(Stored data entries)
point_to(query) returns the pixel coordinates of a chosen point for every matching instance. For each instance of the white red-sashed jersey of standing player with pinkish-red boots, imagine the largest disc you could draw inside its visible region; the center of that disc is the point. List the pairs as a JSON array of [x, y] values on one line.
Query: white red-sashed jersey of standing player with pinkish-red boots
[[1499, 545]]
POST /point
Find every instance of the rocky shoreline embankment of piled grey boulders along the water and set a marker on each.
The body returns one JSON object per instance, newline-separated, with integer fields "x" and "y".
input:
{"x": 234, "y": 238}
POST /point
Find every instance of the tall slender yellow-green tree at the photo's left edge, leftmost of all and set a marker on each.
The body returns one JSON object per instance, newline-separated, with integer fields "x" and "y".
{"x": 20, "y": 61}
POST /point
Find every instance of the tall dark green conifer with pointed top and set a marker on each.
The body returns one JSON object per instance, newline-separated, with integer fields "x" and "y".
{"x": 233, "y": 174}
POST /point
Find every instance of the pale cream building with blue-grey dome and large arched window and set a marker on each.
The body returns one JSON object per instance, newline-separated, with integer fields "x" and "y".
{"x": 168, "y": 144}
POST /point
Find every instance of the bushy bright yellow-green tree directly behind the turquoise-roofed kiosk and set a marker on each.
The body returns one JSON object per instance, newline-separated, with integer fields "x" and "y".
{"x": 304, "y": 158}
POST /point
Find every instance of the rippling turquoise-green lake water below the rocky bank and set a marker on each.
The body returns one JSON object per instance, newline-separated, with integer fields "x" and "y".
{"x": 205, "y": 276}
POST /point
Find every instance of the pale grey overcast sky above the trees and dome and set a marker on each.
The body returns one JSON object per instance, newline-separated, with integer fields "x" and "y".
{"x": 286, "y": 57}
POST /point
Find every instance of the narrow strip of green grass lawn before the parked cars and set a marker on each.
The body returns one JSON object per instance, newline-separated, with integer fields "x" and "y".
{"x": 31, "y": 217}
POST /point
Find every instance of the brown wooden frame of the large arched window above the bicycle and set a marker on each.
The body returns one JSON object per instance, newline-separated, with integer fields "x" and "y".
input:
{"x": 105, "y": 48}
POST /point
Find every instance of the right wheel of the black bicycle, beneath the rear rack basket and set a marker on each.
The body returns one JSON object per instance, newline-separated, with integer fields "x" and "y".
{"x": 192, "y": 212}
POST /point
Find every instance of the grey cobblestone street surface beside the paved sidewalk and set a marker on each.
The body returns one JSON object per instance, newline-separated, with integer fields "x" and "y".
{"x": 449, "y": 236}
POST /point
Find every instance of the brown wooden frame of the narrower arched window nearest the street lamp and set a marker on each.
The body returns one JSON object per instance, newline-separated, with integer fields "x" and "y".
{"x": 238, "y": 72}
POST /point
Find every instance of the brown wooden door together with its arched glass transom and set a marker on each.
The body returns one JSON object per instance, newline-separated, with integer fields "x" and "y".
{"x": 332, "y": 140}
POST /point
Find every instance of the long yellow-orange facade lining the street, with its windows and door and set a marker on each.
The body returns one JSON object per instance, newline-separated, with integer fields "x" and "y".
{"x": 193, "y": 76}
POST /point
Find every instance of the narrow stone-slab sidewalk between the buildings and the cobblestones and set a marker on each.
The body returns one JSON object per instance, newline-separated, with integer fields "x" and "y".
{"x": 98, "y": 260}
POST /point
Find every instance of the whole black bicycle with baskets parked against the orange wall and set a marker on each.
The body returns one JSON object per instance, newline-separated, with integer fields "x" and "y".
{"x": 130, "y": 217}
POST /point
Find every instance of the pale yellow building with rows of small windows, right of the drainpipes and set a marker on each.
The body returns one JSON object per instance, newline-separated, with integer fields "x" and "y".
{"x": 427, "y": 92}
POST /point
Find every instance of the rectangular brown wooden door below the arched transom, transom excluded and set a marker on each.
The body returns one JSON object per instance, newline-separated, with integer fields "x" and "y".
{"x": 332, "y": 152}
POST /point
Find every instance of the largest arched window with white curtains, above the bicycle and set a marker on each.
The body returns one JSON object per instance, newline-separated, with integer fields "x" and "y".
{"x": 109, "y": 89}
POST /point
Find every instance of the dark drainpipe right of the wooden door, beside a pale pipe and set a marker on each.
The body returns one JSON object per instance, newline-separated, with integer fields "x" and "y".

What is being asked: Set the lines down exactly, from the first line of the records to the line where "Find every instance of the rocky" appears, with both ends kept.

Your solution:
point_to(query) returns the pixel coordinates of a chosen point for every matching instance. For each instance of the white red-sashed jersey of standing player with pinkish-red boots, imagine the largest disc you could draw inside its visible region; the center of that disc is the point. List the pairs as a JSON array of [x, y] values on one line.
Query: white red-sashed jersey of standing player with pinkish-red boots
[[1499, 545]]
POST /point
Find every instance of the rocky shoreline embankment of piled grey boulders along the water and set a marker on each.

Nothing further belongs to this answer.